Retype every entry precisely and keep each line whole.
----------------
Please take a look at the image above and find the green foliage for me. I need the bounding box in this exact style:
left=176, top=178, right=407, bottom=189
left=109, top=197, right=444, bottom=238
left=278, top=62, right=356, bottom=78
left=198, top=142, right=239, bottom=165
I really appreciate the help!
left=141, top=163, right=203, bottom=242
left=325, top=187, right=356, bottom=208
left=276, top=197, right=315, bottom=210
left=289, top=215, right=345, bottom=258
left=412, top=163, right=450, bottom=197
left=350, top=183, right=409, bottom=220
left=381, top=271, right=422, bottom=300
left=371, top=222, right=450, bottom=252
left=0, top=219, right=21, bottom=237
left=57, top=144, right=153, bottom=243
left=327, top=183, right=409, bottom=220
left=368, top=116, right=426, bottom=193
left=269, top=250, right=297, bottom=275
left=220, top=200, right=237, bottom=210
----------------
THE COMPLETED TASK »
Please take a look at the image above and find the green foliage for me. I need the bounding box in this exact style:
left=176, top=178, right=407, bottom=189
left=109, top=197, right=444, bottom=238
left=278, top=62, right=356, bottom=78
left=198, top=142, right=239, bottom=165
I really appreciate the help!
left=141, top=163, right=203, bottom=242
left=325, top=187, right=356, bottom=208
left=276, top=197, right=315, bottom=210
left=289, top=215, right=345, bottom=258
left=412, top=163, right=450, bottom=197
left=350, top=183, right=409, bottom=220
left=381, top=271, right=422, bottom=300
left=371, top=222, right=450, bottom=252
left=0, top=219, right=21, bottom=237
left=57, top=144, right=153, bottom=243
left=327, top=183, right=409, bottom=220
left=368, top=116, right=426, bottom=193
left=269, top=250, right=297, bottom=275
left=220, top=200, right=237, bottom=210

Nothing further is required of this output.